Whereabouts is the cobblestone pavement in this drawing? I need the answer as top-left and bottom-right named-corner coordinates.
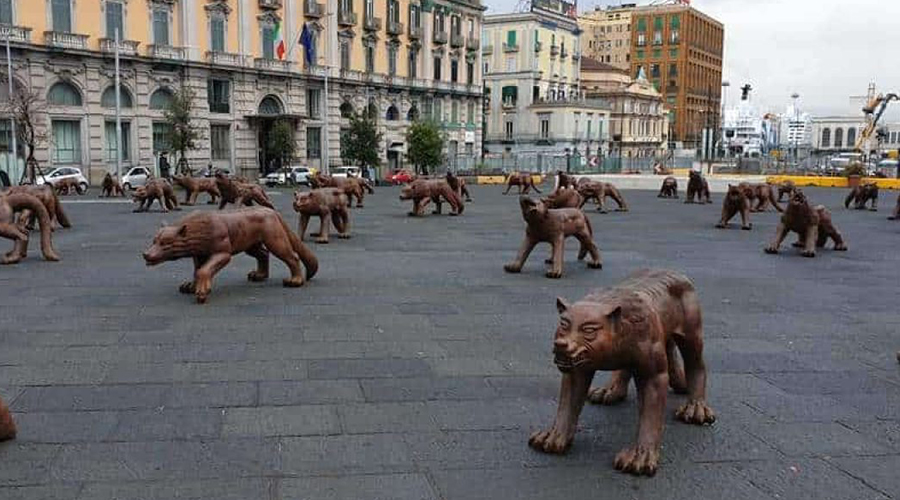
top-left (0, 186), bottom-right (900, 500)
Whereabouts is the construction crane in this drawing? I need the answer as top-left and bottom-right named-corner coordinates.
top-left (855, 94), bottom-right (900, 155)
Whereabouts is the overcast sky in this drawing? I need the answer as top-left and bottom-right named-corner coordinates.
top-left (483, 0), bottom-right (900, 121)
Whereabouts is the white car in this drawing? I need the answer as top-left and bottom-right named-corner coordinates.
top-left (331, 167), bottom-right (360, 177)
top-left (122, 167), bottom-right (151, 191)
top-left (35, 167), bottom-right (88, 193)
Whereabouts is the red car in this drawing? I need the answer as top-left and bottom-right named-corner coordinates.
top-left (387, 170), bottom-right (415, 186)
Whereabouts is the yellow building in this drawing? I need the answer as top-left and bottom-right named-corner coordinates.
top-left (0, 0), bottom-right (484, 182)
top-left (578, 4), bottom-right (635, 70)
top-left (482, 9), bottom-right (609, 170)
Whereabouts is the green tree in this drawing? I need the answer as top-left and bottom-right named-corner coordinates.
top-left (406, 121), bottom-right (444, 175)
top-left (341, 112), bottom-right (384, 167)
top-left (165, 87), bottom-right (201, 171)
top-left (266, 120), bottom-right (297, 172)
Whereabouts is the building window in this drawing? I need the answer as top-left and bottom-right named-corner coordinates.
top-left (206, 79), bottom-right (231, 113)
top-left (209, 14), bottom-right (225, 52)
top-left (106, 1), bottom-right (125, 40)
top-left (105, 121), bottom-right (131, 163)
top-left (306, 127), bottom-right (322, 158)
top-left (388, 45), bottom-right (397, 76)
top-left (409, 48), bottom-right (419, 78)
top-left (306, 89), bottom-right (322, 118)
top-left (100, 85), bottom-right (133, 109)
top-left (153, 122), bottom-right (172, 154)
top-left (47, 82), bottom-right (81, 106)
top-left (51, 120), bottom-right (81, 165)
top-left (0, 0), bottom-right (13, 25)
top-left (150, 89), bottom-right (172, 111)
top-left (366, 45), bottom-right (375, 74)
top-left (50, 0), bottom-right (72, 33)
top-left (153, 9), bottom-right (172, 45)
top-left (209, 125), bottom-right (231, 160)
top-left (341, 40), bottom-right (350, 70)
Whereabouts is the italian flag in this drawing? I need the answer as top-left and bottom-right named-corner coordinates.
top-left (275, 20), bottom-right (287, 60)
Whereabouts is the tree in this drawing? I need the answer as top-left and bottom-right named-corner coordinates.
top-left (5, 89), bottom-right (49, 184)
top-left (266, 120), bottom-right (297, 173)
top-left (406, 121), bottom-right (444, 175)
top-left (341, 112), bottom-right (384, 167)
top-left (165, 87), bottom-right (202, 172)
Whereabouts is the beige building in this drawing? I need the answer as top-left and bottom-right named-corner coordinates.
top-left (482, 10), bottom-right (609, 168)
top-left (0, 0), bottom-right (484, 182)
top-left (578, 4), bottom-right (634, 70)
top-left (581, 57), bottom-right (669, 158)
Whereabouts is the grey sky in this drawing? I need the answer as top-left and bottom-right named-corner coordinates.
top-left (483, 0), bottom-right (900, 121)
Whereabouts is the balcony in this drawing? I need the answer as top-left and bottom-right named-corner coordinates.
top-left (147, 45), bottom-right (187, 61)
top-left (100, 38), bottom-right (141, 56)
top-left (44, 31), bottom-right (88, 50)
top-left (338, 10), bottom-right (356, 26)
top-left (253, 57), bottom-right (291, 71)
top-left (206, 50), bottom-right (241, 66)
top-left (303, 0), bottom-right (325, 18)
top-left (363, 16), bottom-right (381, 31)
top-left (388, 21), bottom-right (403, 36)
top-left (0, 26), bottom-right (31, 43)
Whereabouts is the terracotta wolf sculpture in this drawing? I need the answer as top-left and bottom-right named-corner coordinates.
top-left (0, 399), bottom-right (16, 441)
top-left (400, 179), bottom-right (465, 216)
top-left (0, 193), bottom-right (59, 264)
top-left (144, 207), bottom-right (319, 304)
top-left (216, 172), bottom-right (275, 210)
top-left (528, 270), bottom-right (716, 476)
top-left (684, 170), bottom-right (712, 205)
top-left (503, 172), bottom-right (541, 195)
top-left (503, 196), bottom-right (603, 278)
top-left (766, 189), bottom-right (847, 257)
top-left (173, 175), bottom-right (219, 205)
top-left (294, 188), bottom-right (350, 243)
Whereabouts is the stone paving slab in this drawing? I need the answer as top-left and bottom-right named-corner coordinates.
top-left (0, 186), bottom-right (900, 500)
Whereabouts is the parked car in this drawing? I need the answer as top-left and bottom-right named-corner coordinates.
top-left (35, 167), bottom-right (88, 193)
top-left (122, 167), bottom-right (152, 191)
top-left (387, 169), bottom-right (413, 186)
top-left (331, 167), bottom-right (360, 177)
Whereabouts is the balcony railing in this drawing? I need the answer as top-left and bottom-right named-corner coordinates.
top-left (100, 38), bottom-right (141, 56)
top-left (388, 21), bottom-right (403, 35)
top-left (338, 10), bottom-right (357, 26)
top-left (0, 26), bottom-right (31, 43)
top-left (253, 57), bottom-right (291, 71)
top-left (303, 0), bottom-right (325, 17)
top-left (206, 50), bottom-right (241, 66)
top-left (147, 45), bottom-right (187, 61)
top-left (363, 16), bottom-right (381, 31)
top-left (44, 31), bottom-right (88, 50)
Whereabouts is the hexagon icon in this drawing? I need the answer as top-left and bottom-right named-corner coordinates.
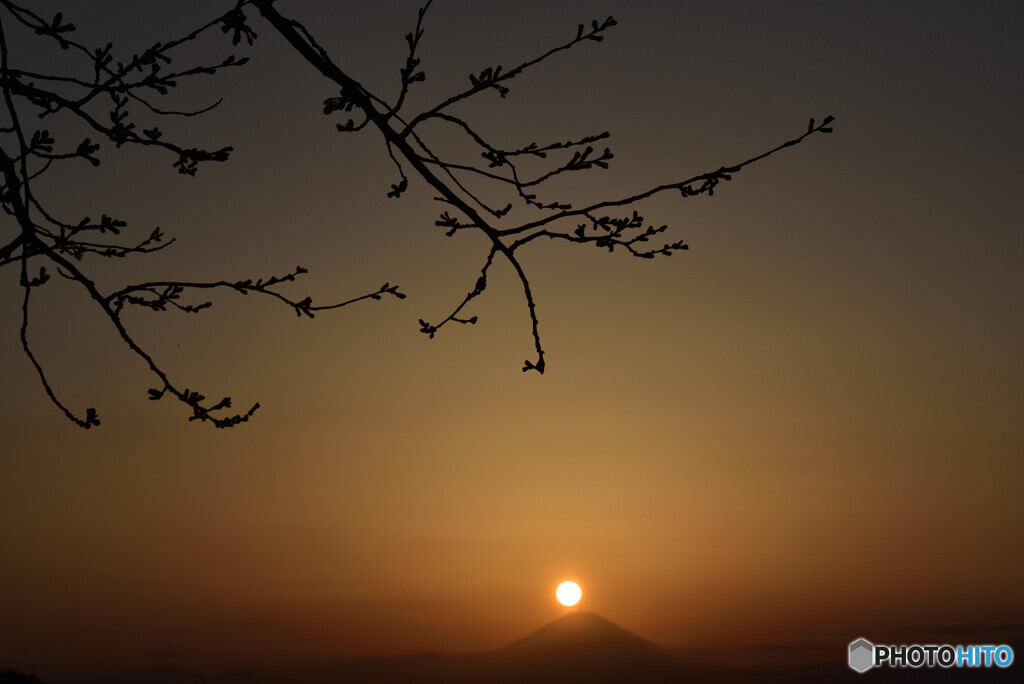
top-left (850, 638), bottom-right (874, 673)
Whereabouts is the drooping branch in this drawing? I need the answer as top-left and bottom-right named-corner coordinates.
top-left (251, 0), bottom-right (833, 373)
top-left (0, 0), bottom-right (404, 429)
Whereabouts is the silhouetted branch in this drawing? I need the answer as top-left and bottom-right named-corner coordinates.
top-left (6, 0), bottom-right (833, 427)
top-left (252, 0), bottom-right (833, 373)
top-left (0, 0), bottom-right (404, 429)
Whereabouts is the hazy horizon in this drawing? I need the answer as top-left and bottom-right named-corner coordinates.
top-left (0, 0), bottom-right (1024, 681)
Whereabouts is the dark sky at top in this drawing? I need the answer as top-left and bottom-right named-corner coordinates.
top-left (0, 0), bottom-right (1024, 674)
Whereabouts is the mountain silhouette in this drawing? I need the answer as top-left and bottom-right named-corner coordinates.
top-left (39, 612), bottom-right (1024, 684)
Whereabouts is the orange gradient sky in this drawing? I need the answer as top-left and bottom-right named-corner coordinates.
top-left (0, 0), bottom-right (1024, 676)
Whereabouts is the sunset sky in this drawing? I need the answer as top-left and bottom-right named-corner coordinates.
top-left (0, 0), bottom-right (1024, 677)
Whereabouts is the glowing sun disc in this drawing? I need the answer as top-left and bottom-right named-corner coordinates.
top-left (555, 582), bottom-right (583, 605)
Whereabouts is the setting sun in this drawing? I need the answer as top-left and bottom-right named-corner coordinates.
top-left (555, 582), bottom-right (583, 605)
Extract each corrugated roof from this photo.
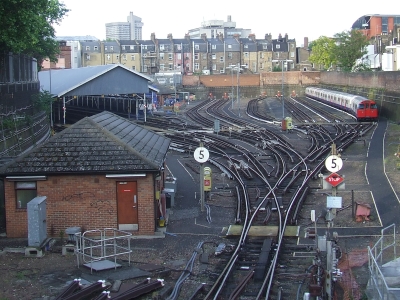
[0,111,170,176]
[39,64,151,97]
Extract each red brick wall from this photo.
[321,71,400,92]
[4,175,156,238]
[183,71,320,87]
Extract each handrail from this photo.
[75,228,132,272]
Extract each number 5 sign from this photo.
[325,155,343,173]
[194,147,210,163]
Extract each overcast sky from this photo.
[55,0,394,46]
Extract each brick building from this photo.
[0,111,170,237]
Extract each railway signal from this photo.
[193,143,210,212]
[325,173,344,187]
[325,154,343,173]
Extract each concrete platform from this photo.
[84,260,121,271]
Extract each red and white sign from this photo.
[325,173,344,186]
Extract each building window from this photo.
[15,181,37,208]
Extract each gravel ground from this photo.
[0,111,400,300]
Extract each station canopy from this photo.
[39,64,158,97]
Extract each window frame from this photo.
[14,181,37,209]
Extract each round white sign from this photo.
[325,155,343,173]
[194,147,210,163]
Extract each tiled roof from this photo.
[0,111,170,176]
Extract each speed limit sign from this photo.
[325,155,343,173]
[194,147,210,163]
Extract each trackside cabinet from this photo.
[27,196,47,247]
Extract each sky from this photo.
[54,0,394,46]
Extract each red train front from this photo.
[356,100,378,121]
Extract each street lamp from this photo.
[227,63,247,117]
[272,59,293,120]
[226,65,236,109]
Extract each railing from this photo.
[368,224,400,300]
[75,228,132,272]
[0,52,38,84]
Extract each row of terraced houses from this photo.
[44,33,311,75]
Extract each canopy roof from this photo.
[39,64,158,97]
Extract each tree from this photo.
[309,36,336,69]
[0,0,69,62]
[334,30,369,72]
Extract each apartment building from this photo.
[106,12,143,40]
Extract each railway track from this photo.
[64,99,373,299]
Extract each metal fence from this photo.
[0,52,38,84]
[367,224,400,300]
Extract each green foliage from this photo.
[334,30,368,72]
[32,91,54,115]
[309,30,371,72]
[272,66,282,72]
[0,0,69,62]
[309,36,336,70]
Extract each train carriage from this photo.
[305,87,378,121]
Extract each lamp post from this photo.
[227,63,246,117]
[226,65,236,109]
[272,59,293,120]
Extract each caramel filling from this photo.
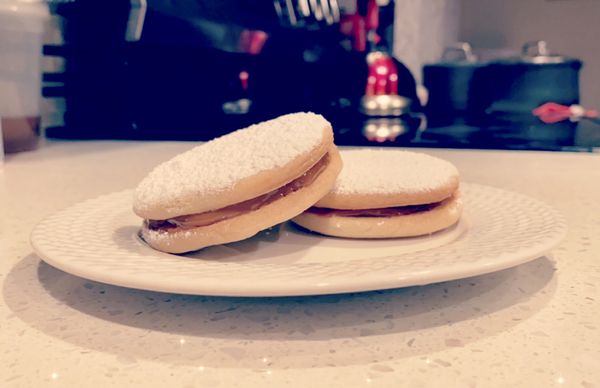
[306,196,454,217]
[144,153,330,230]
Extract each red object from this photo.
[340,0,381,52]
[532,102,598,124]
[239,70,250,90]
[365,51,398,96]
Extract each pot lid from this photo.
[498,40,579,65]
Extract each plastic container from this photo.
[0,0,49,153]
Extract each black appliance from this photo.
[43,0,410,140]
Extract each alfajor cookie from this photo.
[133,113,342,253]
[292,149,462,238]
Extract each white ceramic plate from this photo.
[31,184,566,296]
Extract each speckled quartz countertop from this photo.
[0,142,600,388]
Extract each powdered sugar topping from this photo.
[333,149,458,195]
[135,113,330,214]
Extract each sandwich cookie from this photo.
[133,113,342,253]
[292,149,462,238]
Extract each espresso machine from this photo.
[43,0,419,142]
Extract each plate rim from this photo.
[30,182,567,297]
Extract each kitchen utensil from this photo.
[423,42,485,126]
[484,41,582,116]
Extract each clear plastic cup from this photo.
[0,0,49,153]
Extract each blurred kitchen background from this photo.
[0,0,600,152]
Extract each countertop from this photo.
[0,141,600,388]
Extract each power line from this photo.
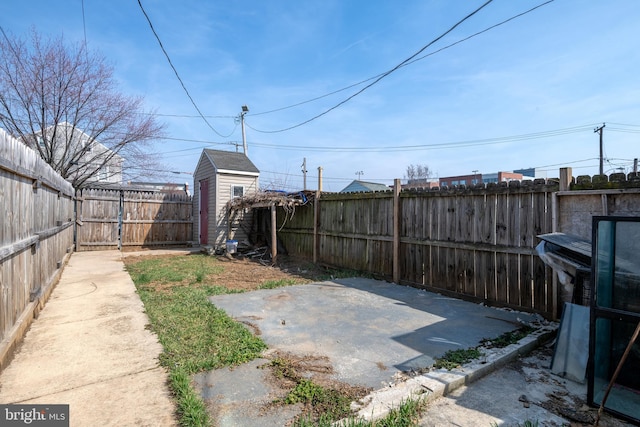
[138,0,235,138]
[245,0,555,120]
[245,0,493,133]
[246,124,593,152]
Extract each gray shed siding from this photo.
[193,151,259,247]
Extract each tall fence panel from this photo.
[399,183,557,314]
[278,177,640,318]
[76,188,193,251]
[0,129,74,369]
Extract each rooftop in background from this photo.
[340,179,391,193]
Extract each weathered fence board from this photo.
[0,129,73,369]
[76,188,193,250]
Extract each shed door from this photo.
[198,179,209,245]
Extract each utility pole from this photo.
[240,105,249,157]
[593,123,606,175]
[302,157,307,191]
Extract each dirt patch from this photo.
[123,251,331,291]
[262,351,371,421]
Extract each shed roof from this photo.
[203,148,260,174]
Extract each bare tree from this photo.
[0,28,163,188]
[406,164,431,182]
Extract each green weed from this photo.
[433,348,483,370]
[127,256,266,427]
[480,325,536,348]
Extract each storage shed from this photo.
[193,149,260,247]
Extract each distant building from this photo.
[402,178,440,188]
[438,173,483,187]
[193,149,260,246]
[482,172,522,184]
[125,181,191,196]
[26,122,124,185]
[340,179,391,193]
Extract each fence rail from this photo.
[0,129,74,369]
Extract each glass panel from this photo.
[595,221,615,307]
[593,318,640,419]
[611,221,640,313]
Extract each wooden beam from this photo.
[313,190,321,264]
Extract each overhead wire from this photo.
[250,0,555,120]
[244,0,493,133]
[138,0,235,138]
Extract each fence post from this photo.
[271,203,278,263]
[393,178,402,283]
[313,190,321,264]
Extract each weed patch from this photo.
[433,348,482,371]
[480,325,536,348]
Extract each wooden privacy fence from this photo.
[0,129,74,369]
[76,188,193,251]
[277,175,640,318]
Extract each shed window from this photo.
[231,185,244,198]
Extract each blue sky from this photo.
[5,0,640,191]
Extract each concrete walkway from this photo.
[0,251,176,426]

Task brief ▸
Can you return, character for character, the stretch of entries from the line containing "Extract each sky from this photo." through the line containing "[334,30,369,72]", both of those lines included and nothing else?

Response ▸
Extract each sky from this photo.
[54,0,394,46]
Extract each red train front from this photo.
[356,100,378,121]
Extract each street lamp from this photo.
[227,63,247,117]
[272,59,293,120]
[226,65,236,109]
Extract each railing from this photo.
[368,224,400,300]
[75,228,132,272]
[0,52,38,84]
Extract each row of terraced houses from this photo.
[44,33,311,75]
Extract each canopy roof from this photo.
[39,64,158,97]
Extract each tree from this photo.
[309,36,336,69]
[0,0,69,62]
[334,30,369,72]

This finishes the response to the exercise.